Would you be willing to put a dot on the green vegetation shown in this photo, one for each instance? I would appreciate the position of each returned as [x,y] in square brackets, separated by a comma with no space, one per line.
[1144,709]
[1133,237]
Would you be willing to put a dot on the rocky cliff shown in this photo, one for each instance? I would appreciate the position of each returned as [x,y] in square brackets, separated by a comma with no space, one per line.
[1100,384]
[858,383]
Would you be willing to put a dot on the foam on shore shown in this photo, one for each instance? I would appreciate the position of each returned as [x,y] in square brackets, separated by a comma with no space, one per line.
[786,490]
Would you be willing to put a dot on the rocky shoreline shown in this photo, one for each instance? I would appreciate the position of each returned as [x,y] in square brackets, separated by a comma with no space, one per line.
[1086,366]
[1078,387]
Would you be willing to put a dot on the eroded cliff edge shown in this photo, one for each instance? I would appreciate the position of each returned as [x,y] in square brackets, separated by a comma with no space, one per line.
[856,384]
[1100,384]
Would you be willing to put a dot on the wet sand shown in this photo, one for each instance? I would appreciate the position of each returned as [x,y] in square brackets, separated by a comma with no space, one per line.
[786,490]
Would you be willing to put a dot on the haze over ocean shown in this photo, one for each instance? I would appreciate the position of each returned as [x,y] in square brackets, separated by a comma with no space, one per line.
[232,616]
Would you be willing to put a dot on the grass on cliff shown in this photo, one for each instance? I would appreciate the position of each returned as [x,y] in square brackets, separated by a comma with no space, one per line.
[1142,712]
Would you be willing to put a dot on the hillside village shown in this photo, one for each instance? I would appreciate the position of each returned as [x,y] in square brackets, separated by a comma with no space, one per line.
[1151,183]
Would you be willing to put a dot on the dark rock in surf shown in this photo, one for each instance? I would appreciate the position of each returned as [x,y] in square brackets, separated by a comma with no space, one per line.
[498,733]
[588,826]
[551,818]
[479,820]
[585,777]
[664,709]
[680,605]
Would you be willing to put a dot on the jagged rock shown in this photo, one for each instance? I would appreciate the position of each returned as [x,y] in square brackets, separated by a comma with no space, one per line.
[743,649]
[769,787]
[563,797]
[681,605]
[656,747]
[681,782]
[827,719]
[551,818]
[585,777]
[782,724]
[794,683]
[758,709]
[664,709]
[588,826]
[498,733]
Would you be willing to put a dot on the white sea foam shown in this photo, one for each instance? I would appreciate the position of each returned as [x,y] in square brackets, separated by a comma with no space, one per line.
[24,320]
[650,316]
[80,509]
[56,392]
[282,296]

+ + + + +

■ WORK INSTRUCTIONS: From the listing above, extract all records word for word.

■ TASK OUTPUT:
Would you be willing to put a dot on the green vegetation shown in this photo, one for each instance? I would appreciate the position of each returned as [x,y] in square brackets, separated by a comma with no space, one per line.
[1144,709]
[1133,237]
Would you be willing to put a dot on the rocky cliff shown in this photo, one for each instance? I would appreciate the position of each returned as [x,y] in square brackets, separated by a comma with no space, one per line.
[1100,384]
[858,383]
Would you be willing to put a dot on the foam on shore shown in this photo, one for each instance? I would appreciate the position of each returned as [x,y] in square brackets, separated by a comma with no space, one per line.
[786,490]
Would you be willing to put a dot on the rocky shoreline shown in this photo, one for each instance? I would appreciate the position of each returned as [x,y] in square brackets, separated by a comma with no space, one per line.
[1086,366]
[1078,387]
Would you be willing to put a dot on the eroded cliff edge shown in this photo, one for each instance? I would appreciate the position of each returned as [x,y] in square brackets, separated by a comma with no space, one per line.
[856,384]
[1100,384]
Would you be willing to put a dot on the wet sand shown in this photo, one for each instance? I would appreciate the position of each returned as [x,y] in square brackets, separated by a comma with no space, one per line.
[786,490]
Would you be willing to put a dot on the haze over ocean shown in this photo, one for each instance? I would appreciate the position of each returned as [x,y] in square brackets, separated by a comma with no space, one per line.
[232,616]
Would you be willing to put a dot on the grass on cliff shown in this photo, one for each instance? I would appreciate the position of each returned as [x,y] in square brackets, separated by a comma with no space, one per line.
[1142,712]
Would you be willing to put a dot on the hillside village shown in this photo, one for each instance? I would appreciate the position of each returned as [x,y] in square brackets, separated by a comma with no space, one per line.
[1151,183]
Would you be willing to put a dot on the dark rock in surf shown in this photo, one for each instance? I would appreciate the position of each returned as [x,y] in square brackets, separated by a comma with no space, one per line.
[498,733]
[588,826]
[551,818]
[479,820]
[585,777]
[664,709]
[680,605]
Would you be willing to put a dot on the jagged rock shown in this photo, one for each instance? I would appreciate the position of each returned as [x,y] in square brackets, separated by a comma with no space, one per line.
[743,649]
[769,787]
[563,797]
[681,605]
[656,747]
[681,782]
[827,719]
[551,818]
[585,777]
[782,724]
[794,683]
[758,709]
[664,709]
[588,826]
[498,733]
Would you be willing to put a dot on the white sea foam shown in this photo, one for each instance? I would appreciate the position of each returned as [x,y] in square brackets, separated by a comma with no space, one per line.
[24,320]
[650,316]
[80,509]
[56,392]
[282,296]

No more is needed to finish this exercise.